» Exercise tasks
a – Answer these questions from the editorial on New Mexico primary voting, giving each answer on its own line and marking it like its question:
(i) Which senator added the amendment on primary elections?
(ii) What share of voters no longer select a political party?
(iii) By what date must the governor sign or veto the legislation?
b – Decide whether each statement below agrees with the editorial on New Mexico primary voting. Answer yes or no, and quote the words of the editorial that settle it.
(i) Democratic House members at first killed the whole bill.
(ii) Sapien is seeking reelection.
(iii) Under the amendment, a voter can take part on Election Day without registering with a party.
c – Reproduce the editorial on New Mexico primary voting word for word, from "Necessary reform to" up to and including "can function smoothly.".

» Text for analysis
========================

Necessary reform to operate the general election safely during the COVID-19 pandemic nearly went off the tracks during the recent special session of the state Legislature.
While initial election reform changes were being considered in the Senate, Democratic Sen. John Sapien added an amendment — an unnecessary one given the emergency measure under consideration — that would “open” New Mexico’s primary elections to voters who decline to affiliate with a political party. Saddling essential legislation with a controversy is hardly the best way forward.
The regular legislative session in January 2021 would have been the time to consider changes to primary voting, not a special session where improvements to how citizens vote had to happen so the general election in November can function smoothly.
So contentious was the change in primary voting that Democratic House members initially killed the entire bill. Only after much haggling did enough representatives pass the necessary reforms. They will make it easier to vote absentee by mail, avoiding polling places and the risk of infection. Gov. Michelle Lujan Grisham has until July 12 to sign or veto the legislation.
Don’t get us wrong. With the increase in people who decline to state their party preference, preferring to function as independent voters, primary voting rules must change. Some 22 percent of voters no longer select a political party, meaning they have no say in primaries. That percentage keeps increasing, an indication that regular folks are tired of partisan politics. Sapien, who is not running for reelection, has long supported an open primary; he figured this hybrid method was as close as he could get.
Supporters of the current system point out that all these individuals have to do is choose a party. If they don’t, the thinking goes, that’s their choice. Trouble is, primaries are no longer — if they ever were — the place where nominees are chosen to run in the general election by major-party voters. In most GOP-dominated areas, the winner of the Republican Party primary won’t have an opponent in November. In most Democratic areas, the primary “nominee” is the anointed winner.
Not being able to vote in the primary means a significant slice of the electorate has no say in choosing a county commissioner, sheriff, treasurer or legislator. That’s bad for governance.
We have supported reforms to create a true open primary. Voters show up on Election Day and tell the election worker which party’s ballot they want. That’s open. The amendment — which House Speaker Brian Egolf thinks may be removed in the 2021 legislative session even if the governor signs it — requires the voter to register with a party to participate, even on Election Day. That party registration will follow them unless they reregister as “decline to state.”
This is not an open primary. It’s a way to corral independents into a political party, with the not-so-secret intention of keeping them there.
Otherwise, New Mexico needs to open up primary voting. Pass actual reform, in other words, with the intention of making voting accessible to all.

========================

» Stored data entries
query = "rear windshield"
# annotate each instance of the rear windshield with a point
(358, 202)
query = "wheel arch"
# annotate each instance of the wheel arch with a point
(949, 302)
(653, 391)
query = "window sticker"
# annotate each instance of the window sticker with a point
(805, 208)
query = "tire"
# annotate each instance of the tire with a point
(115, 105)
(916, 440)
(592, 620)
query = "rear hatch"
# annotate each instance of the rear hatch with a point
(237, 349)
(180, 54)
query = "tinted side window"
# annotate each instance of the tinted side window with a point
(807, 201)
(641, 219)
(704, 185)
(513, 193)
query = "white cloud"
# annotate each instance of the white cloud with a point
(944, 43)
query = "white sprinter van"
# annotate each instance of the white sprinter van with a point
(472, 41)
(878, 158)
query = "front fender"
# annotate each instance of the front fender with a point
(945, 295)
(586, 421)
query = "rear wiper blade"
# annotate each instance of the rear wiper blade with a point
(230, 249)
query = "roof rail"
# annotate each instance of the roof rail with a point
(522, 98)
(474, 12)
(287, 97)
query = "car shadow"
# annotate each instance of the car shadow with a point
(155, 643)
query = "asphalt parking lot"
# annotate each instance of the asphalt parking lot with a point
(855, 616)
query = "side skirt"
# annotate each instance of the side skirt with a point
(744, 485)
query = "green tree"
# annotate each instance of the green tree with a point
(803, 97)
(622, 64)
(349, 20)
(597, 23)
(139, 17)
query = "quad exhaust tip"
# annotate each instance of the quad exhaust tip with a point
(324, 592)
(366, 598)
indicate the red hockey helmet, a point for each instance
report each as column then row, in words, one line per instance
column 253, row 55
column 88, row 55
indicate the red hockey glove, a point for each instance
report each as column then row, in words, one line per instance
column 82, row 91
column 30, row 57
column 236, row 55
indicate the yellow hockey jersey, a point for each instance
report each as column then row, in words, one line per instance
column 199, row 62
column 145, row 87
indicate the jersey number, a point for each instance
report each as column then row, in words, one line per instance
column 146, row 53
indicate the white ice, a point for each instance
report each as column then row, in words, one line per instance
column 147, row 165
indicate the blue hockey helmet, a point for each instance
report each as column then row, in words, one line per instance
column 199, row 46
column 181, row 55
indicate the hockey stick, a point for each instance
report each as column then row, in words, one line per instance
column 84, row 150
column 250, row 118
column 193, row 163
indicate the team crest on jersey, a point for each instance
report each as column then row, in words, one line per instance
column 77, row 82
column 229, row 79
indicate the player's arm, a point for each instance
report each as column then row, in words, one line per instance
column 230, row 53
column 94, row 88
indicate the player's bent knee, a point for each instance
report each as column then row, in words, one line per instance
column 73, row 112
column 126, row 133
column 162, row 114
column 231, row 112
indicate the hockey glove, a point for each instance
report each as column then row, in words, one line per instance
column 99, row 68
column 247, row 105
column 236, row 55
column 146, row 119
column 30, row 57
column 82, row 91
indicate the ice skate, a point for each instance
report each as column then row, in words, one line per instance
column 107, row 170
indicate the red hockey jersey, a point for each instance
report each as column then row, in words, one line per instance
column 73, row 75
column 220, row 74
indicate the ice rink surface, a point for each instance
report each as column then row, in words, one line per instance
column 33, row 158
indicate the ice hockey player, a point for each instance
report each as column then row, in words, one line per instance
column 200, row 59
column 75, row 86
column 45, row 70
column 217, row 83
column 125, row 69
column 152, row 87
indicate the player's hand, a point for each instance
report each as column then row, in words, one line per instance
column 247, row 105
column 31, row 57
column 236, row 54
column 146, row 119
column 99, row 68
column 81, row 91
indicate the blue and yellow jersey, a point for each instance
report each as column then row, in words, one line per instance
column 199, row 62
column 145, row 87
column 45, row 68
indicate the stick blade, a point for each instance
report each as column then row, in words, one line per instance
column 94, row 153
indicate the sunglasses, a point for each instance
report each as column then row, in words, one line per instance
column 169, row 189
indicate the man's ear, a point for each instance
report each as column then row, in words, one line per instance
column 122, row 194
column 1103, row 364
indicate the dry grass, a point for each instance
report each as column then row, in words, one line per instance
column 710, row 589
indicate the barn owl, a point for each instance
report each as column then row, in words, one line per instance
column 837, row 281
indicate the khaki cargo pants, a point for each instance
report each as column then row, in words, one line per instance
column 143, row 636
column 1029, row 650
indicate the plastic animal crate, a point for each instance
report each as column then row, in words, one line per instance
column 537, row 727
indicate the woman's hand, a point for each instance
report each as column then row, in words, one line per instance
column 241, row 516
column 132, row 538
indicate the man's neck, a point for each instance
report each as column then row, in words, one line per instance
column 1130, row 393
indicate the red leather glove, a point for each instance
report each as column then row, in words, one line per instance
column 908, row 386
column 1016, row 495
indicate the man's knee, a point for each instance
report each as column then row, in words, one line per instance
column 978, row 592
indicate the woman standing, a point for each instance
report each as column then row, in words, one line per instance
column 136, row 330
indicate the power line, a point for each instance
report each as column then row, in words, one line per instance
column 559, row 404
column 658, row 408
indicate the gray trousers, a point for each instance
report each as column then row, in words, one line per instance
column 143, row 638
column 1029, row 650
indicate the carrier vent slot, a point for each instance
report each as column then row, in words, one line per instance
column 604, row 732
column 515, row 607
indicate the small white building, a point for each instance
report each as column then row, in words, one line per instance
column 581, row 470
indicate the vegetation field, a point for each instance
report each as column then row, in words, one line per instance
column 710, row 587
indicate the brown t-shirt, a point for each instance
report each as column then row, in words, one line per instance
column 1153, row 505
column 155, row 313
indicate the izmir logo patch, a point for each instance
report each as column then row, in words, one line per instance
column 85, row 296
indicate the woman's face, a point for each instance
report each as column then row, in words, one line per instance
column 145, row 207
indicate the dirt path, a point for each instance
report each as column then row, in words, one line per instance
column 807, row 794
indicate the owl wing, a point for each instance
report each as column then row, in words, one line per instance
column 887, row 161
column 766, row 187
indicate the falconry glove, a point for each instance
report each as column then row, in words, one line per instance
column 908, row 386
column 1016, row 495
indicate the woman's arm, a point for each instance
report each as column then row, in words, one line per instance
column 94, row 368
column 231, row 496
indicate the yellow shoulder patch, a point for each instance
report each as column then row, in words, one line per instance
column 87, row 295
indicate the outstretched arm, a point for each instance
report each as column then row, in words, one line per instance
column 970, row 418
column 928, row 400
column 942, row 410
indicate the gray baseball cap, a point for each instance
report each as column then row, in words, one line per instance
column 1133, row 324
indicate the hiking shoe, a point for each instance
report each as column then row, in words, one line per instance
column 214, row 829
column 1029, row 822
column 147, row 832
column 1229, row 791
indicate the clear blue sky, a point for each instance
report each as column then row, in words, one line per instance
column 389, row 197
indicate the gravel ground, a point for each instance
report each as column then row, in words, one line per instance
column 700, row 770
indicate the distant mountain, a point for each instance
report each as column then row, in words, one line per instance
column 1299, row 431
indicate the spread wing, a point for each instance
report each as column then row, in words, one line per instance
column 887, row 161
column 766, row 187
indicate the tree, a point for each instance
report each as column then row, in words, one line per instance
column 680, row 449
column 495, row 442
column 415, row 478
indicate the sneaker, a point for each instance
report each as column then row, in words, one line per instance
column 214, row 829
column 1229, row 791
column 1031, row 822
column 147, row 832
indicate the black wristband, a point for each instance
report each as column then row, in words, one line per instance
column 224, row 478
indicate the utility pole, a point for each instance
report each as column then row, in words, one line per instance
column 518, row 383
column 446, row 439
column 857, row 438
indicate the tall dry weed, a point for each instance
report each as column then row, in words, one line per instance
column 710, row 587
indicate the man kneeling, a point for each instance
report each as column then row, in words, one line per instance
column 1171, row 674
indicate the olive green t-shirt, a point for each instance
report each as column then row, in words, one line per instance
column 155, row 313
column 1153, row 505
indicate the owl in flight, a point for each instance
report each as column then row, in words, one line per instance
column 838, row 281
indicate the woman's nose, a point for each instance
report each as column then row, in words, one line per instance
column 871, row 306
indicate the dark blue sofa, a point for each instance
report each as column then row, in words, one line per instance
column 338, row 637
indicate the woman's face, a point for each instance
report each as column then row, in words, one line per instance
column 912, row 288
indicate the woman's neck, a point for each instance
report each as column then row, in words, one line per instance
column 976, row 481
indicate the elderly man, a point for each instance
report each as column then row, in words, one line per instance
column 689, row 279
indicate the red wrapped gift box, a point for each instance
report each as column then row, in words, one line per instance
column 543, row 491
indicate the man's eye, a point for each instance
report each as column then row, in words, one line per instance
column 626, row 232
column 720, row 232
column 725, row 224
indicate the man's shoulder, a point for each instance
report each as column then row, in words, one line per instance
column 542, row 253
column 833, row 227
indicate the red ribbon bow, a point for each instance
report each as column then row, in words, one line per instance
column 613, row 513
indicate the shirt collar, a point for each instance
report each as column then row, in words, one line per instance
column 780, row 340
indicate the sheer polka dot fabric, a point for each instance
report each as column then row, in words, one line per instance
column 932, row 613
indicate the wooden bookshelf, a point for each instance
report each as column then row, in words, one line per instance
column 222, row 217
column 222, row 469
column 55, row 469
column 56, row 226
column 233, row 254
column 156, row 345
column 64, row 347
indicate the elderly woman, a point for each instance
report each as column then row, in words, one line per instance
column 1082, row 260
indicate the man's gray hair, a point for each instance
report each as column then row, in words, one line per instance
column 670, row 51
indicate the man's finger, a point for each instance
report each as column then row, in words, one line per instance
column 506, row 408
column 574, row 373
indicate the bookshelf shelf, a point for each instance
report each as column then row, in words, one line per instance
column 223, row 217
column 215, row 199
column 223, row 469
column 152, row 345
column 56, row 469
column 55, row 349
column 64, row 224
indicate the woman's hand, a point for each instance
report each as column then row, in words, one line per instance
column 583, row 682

========================

» Numbered answers
a –
(i) Democratic Sen. John Sapien
(ii) Some 22 percent
(iii) July 12

b –
(i) Yes: "Democratic House members initially killed the entire bill."
(ii) No: "Sapien, who is not running for reelection"
(iii) No: "requires the voter to register with a party to participate, even on Election Day."

c –
Necessary reform to operate the general election safely during the COVID-19 pandemic nearly went off the tracks during the recent special session of the state Legislature.
While initial election reform changes were being considered in the Senate, Democratic Sen. John Sapien added an amendment — an unnecessary one given the emergency measure under consideration — that would “open” New Mexico’s primary elections to voters who decline to affiliate with a political party. Saddling essential legislation with a controversy is hardly the best way forward.
The regular legislative session in January 2021 would have been the time to consider changes to primary voting, not a special session where improvements to how citizens vote had to happen so the general election in November can function smoothly.